[[ Exercise inputs, beginning ]]

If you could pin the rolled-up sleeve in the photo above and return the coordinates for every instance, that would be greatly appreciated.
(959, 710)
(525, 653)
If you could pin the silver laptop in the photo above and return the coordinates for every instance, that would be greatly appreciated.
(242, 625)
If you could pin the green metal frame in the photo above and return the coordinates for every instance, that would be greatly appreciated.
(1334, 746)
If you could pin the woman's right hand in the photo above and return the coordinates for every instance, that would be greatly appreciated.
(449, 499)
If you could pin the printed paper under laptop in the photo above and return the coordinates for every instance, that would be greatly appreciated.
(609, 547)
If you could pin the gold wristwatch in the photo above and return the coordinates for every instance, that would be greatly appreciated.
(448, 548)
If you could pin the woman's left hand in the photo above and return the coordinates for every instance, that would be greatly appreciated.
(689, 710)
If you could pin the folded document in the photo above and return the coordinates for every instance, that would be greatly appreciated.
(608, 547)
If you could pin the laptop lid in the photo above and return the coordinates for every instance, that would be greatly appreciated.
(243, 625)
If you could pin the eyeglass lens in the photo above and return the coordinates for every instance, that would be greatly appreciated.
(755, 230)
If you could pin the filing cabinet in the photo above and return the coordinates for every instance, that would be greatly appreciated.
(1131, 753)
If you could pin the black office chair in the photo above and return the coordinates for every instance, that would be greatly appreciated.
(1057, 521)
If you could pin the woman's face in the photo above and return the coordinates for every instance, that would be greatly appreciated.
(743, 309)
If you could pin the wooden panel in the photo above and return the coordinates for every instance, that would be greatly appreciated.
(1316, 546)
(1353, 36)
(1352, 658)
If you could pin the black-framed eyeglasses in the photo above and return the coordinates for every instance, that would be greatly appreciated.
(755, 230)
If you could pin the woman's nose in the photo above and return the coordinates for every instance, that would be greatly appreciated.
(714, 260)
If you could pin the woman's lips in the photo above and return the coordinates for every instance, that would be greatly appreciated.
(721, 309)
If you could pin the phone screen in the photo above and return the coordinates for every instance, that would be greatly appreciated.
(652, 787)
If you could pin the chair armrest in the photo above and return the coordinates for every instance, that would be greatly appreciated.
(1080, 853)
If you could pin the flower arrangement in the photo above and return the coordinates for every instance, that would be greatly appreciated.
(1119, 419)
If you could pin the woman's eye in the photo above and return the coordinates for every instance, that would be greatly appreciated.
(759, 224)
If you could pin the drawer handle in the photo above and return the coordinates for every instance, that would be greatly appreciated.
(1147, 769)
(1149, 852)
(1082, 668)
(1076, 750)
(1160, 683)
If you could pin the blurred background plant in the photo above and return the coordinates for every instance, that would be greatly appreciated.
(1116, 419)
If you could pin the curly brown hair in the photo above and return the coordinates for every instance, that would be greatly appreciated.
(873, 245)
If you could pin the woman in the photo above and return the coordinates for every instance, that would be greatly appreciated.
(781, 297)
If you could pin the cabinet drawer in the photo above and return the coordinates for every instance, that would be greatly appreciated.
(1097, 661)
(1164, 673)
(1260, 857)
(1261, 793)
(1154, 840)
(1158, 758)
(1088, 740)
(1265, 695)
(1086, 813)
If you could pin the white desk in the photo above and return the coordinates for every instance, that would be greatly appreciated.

[[ Exercise inputs, end ]]

Problem: Starting at the line that contains "If you could pin the woman's eye", output each remaining line of the listing, the last line included, exactly as it appears.

Completed exercise:
If you could pin the woman's eye in the photo above and return the coordinates for every instance, that would be greatly appreciated.
(759, 224)
If you could pin the drawer handle in the photo above and return the coordinates for every instance, that would be greatly appreciated.
(1147, 769)
(1149, 852)
(1082, 668)
(1076, 750)
(1160, 683)
If you could pin the blurred background plant in the photo above and return the coordinates for every instance, that would be greatly appreciated.
(1116, 419)
If you could pin the curly brown hair in the photo above and return the coordinates for every instance, that would be greatly appreciated.
(873, 245)
If you could pin the woman in the photo above and return the coordinates for every instance, that would be greatly appreciated.
(781, 297)
If you could pin the cabinet drawer in the photo above and return the coordinates for every instance, that would be greatly appreciated.
(1097, 661)
(1164, 673)
(1260, 857)
(1261, 793)
(1154, 840)
(1158, 758)
(1088, 740)
(1265, 695)
(1086, 813)
If you could pin the white desk in the photo above and return the coordinates for every instance, that would be greatly appreciated.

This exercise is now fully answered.